[Opening Page extract section]
Political correctness is beyond absurdity, with local councils imposing a
ban on “Easter Buns,” baked with their crosses of currants since time
immemorial, lest Muslims be offended. An elderly Christian was prosecuted
for carrying a placard saying “Homosexuality is a Sin” but he was never
tried because the stress and strain had killed him before the trial date was
set. Undercover police agents in several cities are spending Friday and
Saturday nights eavesdropping on customers in Indian restaurants for
privately murmured “racist” remarks about the management or service, so that
they can arrest the culprits on the spot—and that in some cities like
Leicester and Birmingham, which are torn apart by hard drugs and burglaries.
It is beyond satire.

Q: Why are the British people putting up with it?

Griffin: A combination of things. It is “British” to have a stiff upper lip,
not to complain, and to favor the underdog—and the “minorities” are always
presented by the media as the underdog. But of late we have a new factor,
fear. There’s far of losing one’s job for employees, and fear of being sued
for businesses. There’s a new “Religious Discrimination Act,” and its
immediate result is that thousands of British companies and businesses have
abandoned Christmas celebrations in any shape or form because they fear that
a non-Christian employee may sue them because the festivities made him feel
discriminated against. At the same time Halal meat is served on every ship
of the British Navy, every prison, and every inner-city school.

In 1968 the Labour government passed the first of the Race Relations Acts,
which made it illegal to allegedly “incite racial hatred.” It was supposed
to stop things against which there already had been laws on the statute
books, and quite properly so. Even without this new Act the English common
law could deal with people suggesting, say, violence against immigrants. It
was enacted from the beginning by the Labour Party as a means of stifling
any criticism of the multicultural, multi-racial experiment. It was
strengthened in 1976, again by the Labour Party. Under the initial version
they had to prove intent in order to prove that you’ve broken the law. They
therefore made the law harsher and introduced the clause whereby it was
sufficient to show that what you say or do or write is “likely to incite
racial hatred.” They moved the English law from the position where the
defendant had to be shown guilty beyond all reasonable doubt down to the
mere likelihood of his guilt, which is a huge shift. In 1986 the
Conservative Party—thank you very much, Margaret—brought in a tougher
version still. Finally the Blair government, with near-unanimous
Conservative support, acted in a Draconian manner and increased the penalty
for breaking this law from two years to seven years.
[Closing Page extract section]
▶ [Required action A] Reproduce the stretch of the interview excerpt from "Political correctness is" through "up with it?" verbatim.
▶ [Required action B]
Answer these from the interview excerpt:
(i) In what year did the Labour government pass the first of the Race Relations Acts?
(ii) Where is Halal meat served?
(iii) To how many years did the Blair government raise the penalty for breaking the law?
The listing has nothing to do with the interview excerpt.
[Opening Recorded data section]
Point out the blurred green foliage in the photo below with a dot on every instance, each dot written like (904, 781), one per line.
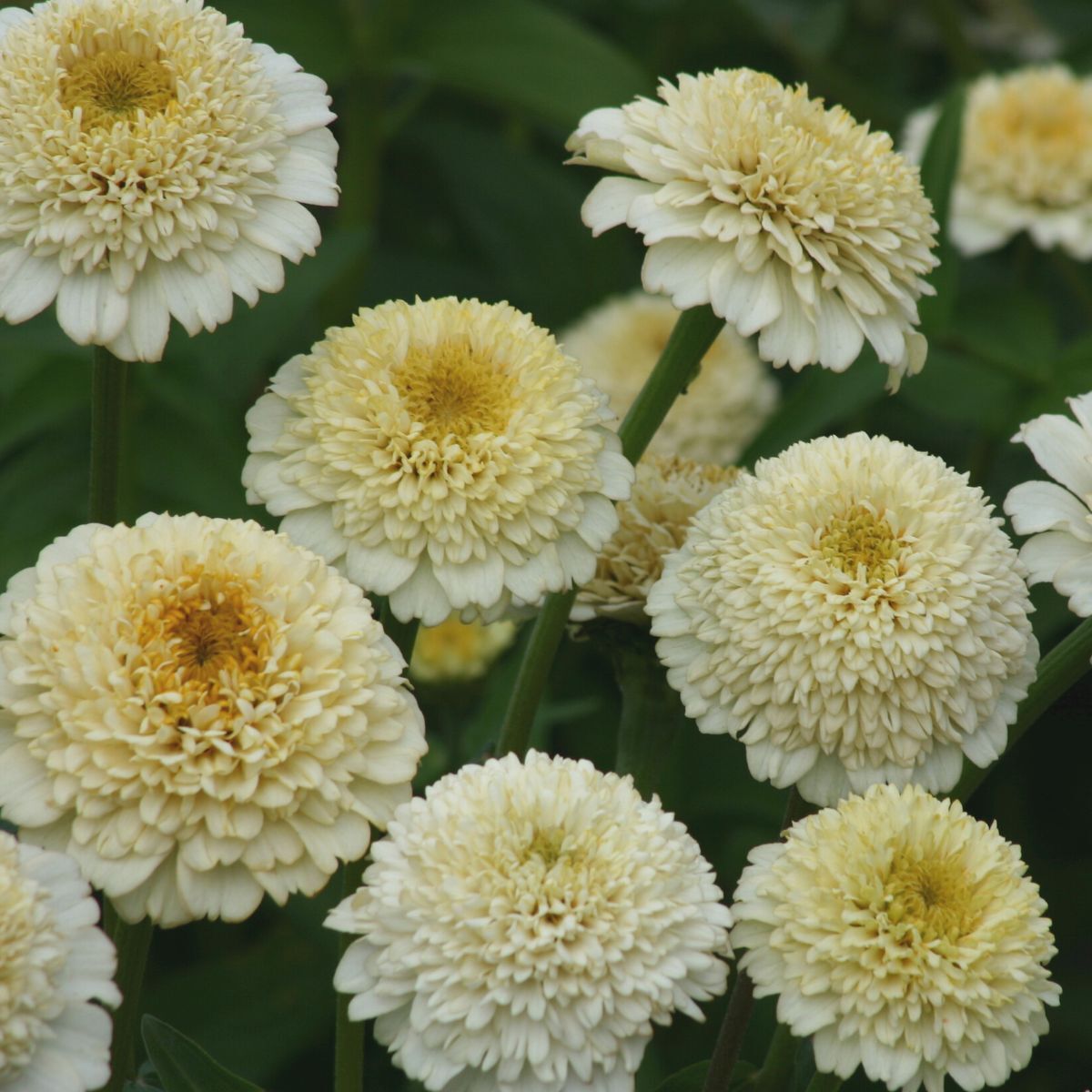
(452, 119)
[Closing Recorded data section]
▶ [Solution A]
Political correctness is beyond absurdity, with local councils imposing a
ban on “Easter Buns,” baked with their crosses of currants since time
immemorial, lest Muslims be offended. An elderly Christian was prosecuted
for carrying a placard saying “Homosexuality is a Sin” but he was never
tried because the stress and strain had killed him before the trial date was
set. Undercover police agents in several cities are spending Friday and
Saturday nights eavesdropping on customers in Indian restaurants for
privately murmured “racist” remarks about the management or service, so that
they can arrest the culprits on the spot—and that in some cities like
Leicester and Birmingham, which are torn apart by hard drugs and burglaries.
It is beyond satire.

Q: Why are the British people putting up with it?

▶ [Solution B]
(i) 1968
(ii) On every ship of the British Navy, in every prison, and in every inner-city school
(iii) Seven years, up from two